Friday, May 11, 2007

The Science & Art of School Rowing

The Science & Art of School Rowing.
By Nick Lloyd – Director of Rowing Shore School, NSW, Australia.
From Keystrokes NZ Coaching Newsletter, March 05.
Recent achievements of the Shore School 1st 8+
-National Schoolboy VIII title 2002, 2003, 2004
-Head of the River winner 2003, 2004
-NSW Schoolboy VIII title 2003, 2004
-Unbeaten in any schoolboy race 2003-2004
-New Zealand National U19 and U21 VIII titles 2004
-Riverview Gold Cup winner 2004

We inherit in the GPS part of the shed boys with certain attributes:

This can be attributed to the excellent junior program, characterised by:
-Prioritising the interests of the group rather than the individual
-Setting of high standards
-Competitive training

The application of technology:
-Video Analysis Software: Siliconcoach
-Excellent resolution
-Can play at normal or slow speed, or frame by frame, forward or backward
-Can have up to four athletes on the screen at any one time or overlay athletes for comparison purposes
-Can overdub commentary
-Can draw lines, arrows, grids on the screen to provide a frame of reference or highlight features
-Can measure angles, time, distance, speed, acceleration and display results in table or graph form
-Can package presentations with playing software, then burn onto a CD for the athletes to take away with them

Shaping the right mindset:
The positive mindset we inherit from the junior ranks needs then to be refined for the challenges of rowing at the top schoolboy level

The 1st VIII, for the past three years, has applied a simple yet highly effective philosophy, developed by one of the parents – Dr Jacques van Schalkwyk. Once a week, Jacques has spent thirty minutes with the boys, working progressively through the Eight Ways of Awesome Athletes. He works very closely with the coach to ensure that his approach
is customised to the sport of rowing and of course the boys themselves

The 8 ways of awesome athletes – moving from good to great to awesome:
-Begin with passion
-Believe you can
-Focus your action
-Do it as one
-Fuel your energy
-Bite the bullet
-Break the barrier
-Act with character

Begin with passion:
-Assisting the athletes to formulate a vision that inspires passionate commitment
-Breaking the vision down into clear goals that guide their actions and can be used to measure their success
-In 2003 the crew’s goal was to become an Awesome VIII. When asked what that meant, they said that meant remaining undefeated in every race they entered, including heats. They in fact chose to never use the term “heat” as this may have caused some in the boat to row simply to qualify. This goal to become awesome was broken down further into goals for each training session and of course goals for each phase of the race.

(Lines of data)
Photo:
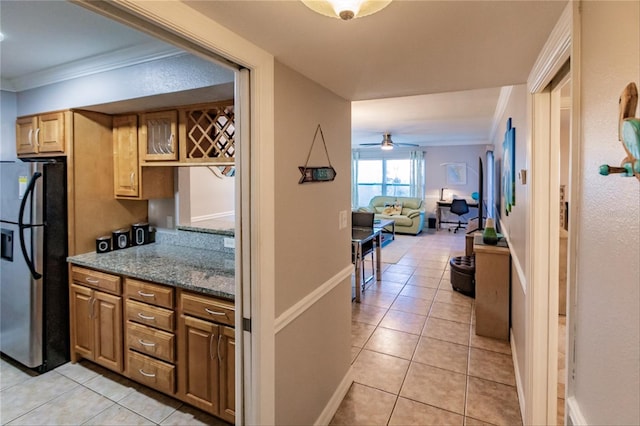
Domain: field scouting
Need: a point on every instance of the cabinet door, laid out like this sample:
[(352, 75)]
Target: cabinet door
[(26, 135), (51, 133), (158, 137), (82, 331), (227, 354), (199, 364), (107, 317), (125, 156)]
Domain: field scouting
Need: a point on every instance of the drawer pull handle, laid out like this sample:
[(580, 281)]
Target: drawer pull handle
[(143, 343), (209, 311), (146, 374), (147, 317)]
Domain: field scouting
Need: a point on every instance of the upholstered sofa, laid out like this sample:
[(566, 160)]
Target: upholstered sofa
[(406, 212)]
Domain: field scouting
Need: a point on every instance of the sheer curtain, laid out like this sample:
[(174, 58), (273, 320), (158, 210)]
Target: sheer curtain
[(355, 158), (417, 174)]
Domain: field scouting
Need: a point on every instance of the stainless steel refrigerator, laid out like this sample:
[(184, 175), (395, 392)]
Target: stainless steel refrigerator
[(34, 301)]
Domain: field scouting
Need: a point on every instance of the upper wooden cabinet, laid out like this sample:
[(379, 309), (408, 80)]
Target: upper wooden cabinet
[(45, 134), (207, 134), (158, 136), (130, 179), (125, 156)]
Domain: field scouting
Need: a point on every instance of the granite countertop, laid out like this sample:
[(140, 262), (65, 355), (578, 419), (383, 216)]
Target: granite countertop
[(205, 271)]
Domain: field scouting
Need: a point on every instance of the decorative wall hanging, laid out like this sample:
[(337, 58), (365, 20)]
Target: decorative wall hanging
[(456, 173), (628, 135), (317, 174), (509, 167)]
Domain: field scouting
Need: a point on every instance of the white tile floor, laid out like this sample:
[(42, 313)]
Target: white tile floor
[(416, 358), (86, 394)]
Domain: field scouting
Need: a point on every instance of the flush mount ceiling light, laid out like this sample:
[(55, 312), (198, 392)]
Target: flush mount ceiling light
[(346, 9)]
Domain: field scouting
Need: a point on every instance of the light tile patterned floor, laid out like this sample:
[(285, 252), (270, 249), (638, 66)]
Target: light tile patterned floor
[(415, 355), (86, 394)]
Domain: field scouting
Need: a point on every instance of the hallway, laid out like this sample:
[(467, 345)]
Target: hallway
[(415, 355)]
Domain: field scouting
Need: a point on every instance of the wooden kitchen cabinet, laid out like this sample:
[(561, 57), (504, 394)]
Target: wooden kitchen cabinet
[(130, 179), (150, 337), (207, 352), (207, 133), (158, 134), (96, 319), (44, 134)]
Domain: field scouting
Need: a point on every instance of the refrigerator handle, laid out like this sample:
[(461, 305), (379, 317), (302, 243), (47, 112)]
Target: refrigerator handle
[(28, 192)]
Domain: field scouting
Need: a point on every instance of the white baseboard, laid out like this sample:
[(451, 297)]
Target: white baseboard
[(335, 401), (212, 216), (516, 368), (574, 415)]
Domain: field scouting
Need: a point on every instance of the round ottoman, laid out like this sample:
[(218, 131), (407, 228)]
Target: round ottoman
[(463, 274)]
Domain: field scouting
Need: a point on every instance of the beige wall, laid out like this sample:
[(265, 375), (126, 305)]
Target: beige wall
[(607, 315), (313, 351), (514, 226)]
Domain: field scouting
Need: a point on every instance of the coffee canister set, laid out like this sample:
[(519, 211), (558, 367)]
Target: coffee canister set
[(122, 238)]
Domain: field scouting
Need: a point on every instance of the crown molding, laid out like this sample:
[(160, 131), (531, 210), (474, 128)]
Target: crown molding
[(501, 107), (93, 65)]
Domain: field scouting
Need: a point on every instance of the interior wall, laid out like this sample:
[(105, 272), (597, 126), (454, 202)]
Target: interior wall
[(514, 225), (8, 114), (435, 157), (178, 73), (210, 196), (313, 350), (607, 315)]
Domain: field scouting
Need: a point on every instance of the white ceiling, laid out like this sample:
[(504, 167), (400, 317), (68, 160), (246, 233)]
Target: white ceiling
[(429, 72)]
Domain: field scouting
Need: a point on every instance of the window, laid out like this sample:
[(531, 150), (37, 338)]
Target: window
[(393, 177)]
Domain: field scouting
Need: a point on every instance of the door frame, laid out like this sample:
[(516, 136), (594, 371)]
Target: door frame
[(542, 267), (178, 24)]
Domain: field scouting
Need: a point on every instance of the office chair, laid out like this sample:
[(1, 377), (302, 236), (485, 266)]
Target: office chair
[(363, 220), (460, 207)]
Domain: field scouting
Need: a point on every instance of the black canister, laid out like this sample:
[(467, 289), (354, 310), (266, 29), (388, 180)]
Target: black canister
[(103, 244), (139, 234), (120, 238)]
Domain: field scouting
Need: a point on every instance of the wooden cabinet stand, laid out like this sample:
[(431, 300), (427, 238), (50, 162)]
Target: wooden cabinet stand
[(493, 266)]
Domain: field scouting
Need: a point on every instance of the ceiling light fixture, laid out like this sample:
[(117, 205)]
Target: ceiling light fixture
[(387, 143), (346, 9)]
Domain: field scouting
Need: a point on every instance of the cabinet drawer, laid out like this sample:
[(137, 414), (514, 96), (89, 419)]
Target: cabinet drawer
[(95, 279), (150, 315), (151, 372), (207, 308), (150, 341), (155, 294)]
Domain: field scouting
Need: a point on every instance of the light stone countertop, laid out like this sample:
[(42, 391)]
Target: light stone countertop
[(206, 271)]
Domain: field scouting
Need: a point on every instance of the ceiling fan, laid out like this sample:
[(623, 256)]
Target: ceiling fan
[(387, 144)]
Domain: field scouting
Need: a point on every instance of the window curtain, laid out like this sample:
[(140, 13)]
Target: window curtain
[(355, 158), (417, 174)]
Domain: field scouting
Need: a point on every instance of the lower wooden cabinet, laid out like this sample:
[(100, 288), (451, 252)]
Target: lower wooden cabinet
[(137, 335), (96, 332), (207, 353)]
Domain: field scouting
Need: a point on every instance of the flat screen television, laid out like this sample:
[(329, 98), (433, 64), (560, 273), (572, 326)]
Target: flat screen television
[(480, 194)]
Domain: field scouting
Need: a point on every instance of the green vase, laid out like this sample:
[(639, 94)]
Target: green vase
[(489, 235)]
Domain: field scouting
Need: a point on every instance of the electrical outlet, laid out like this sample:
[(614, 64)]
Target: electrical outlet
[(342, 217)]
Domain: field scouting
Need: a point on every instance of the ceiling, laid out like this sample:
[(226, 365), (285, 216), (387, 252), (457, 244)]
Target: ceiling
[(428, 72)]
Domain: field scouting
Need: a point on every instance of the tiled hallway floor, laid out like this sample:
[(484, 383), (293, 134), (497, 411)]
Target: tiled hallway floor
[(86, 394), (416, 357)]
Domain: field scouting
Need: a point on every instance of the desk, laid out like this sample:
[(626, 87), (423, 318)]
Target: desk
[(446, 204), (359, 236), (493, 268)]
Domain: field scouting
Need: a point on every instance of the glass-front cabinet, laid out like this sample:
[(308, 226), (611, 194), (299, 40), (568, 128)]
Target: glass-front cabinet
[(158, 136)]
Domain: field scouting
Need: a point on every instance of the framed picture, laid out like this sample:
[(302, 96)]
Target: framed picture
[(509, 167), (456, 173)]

Parts of the exercise>
**a.** List the eight ways of awesome athletes that the rowing article names.
**b.** Find every line in the listing that contains the string "picture", and copy each one in full.

Solutions below>
**a.**
- Begin with passion
- Believe you can
- Focus your action
- Do it as one
- Fuel your energy
- Bite the bullet
- Break the barrier
- Act with character

**b.**
Need: a point on every instance of the framed picture, laid out like this sample:
Target: framed picture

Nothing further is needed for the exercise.